*** Supplied passage ***

Purpose: The role of obesity in glioblastoma remains unclear, as previous analyses have reported contradicting results. Here, we evaluate the prognostic impact of obesity in two trial populations; CeTeG/NOA-09 (n = 129) for MGMT methylated glioblastoma patients comparing temozolomide (TMZ) to lomustine/TMZ, and GLARIUS (n = 170) for MGMT unmethylated glioblastoma patients comparing TMZ to bevacizumab/irinotecan, both in addition to surgery and radiotherapy.
Methods: The impact of obesity (BMI ≥ 30 kg/m2) on overall survival (OS) and progression-free survival (PFS) was investigated with Kaplan–Meier analysis and log-rank tests. A multivariable Cox regression analysis was performed including known prognostic factors as covariables.

*** End of Supplied passage ***
*** Dataset ***

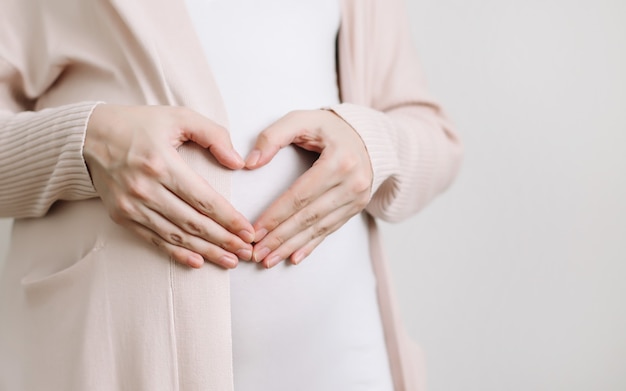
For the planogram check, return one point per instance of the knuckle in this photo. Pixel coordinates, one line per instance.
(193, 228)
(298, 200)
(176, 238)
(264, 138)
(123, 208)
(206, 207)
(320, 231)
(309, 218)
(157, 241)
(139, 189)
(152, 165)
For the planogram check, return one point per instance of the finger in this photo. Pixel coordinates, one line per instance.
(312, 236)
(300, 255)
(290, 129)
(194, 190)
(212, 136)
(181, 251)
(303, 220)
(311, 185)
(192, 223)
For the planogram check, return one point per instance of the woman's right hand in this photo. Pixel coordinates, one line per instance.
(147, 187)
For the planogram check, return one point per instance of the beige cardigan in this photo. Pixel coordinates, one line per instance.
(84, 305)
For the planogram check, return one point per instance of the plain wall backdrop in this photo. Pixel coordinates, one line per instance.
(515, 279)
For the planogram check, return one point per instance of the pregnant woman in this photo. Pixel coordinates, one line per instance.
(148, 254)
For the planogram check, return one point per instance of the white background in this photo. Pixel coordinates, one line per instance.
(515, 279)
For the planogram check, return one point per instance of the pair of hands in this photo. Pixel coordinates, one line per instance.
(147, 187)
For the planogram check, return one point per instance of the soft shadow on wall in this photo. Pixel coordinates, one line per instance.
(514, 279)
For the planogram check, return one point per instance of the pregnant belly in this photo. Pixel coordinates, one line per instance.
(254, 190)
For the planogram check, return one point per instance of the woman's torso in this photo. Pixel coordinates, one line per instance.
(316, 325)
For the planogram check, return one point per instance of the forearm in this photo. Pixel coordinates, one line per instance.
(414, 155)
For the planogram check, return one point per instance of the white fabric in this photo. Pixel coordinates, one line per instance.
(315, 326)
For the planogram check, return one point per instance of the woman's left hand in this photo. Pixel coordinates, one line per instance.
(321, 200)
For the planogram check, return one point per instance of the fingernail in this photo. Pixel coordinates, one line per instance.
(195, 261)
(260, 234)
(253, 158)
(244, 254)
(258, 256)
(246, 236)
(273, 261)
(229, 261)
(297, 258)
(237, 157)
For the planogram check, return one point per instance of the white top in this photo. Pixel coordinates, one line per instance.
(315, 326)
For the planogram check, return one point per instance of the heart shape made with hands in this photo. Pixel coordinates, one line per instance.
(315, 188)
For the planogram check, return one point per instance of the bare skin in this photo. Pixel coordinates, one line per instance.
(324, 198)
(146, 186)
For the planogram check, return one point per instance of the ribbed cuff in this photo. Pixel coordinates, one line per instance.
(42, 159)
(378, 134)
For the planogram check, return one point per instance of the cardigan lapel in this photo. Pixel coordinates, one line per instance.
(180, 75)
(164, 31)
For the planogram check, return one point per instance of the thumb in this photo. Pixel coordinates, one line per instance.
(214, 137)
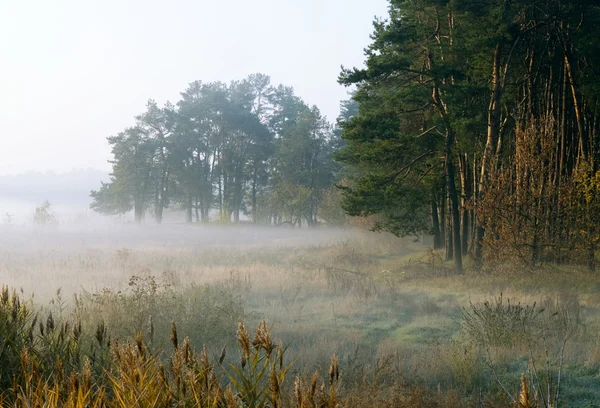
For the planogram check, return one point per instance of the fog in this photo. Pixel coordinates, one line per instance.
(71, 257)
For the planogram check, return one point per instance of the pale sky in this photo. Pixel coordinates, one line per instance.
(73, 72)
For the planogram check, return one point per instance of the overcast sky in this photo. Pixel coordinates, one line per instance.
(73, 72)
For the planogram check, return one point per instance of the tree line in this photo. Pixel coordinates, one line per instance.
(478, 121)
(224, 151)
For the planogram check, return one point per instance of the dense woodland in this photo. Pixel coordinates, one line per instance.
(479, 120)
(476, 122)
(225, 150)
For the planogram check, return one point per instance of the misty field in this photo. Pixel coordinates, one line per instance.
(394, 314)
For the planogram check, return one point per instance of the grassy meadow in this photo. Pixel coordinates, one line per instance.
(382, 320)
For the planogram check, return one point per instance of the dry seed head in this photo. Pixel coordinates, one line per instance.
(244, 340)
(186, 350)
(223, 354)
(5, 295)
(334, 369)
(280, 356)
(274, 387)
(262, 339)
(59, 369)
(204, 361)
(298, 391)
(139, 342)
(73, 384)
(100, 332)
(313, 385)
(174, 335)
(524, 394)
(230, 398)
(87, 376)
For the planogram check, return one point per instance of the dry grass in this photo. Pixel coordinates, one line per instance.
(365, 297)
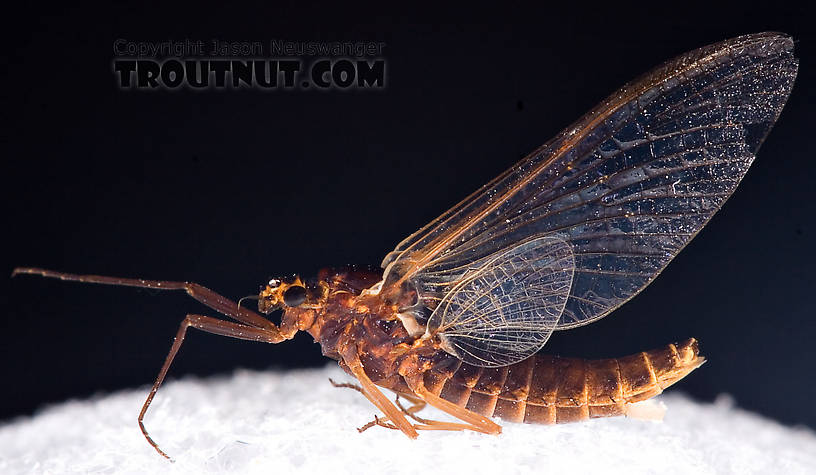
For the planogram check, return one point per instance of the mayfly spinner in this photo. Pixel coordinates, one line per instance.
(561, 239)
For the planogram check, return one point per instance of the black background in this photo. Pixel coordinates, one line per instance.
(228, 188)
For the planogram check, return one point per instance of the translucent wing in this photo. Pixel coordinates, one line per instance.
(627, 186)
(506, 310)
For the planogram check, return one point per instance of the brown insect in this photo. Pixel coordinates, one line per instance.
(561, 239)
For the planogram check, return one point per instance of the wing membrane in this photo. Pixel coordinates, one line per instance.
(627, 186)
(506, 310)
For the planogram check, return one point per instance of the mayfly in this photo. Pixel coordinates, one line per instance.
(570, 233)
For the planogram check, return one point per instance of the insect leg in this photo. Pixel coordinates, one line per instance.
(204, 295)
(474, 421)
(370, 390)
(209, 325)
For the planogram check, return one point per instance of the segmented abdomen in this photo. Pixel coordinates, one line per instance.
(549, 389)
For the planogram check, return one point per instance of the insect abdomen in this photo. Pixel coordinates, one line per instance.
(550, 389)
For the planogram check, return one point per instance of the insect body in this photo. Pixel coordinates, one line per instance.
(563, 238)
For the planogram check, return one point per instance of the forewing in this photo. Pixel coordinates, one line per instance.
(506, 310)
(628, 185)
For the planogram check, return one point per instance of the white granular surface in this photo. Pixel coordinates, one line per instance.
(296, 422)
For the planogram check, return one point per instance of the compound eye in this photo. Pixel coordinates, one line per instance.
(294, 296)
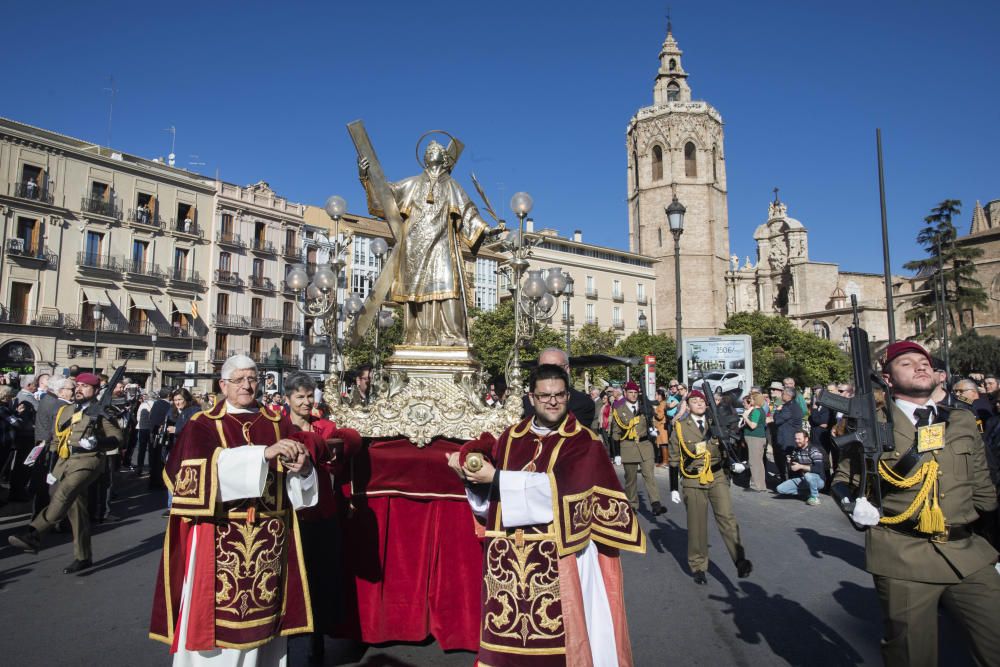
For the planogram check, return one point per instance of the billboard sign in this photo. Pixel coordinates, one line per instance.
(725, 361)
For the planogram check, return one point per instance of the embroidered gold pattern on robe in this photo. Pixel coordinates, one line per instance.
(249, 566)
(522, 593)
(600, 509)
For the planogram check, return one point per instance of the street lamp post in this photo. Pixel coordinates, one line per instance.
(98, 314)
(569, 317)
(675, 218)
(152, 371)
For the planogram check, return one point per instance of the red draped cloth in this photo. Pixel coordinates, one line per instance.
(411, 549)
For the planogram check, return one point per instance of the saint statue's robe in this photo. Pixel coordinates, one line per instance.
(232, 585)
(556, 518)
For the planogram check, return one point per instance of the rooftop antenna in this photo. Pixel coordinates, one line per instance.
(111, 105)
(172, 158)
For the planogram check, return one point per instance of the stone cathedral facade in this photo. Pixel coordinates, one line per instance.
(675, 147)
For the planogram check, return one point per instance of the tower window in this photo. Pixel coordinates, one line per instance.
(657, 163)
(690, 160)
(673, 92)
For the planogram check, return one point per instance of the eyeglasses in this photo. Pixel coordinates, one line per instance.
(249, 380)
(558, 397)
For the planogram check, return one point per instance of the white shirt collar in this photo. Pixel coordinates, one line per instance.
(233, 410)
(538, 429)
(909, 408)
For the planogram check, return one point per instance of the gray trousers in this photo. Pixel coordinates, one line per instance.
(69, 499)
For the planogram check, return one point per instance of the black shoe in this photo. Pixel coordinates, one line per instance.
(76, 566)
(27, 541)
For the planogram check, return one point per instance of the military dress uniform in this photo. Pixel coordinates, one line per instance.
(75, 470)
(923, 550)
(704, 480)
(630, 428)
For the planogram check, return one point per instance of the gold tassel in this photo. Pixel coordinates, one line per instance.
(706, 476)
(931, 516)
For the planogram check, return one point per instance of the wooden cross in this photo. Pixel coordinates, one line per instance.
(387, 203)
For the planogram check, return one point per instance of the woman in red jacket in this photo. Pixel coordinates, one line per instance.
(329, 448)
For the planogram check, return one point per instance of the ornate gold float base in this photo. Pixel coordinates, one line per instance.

*** End of Dataset ***

Exercise tasks =
a. Transcribe the part of the glioblastoma obesity abstract that opens with the words containing "Methods: The impact" and closes with "factors as covariables.".
b. Name every drug mentioned in the glioblastoma obesity abstract.

Solution list =
a.
Methods: The impact of obesity (BMI ≥ 30 kg/m2) on overall survival (OS) and progression-free survival (PFS) was investigated with Kaplan–Meier analysis and log-rank tests. A multivariable Cox regression analysis was performed including known prognostic factors as covariables.

b. temozolomide (TMZ), lomustine, bevacizumab, irinotecan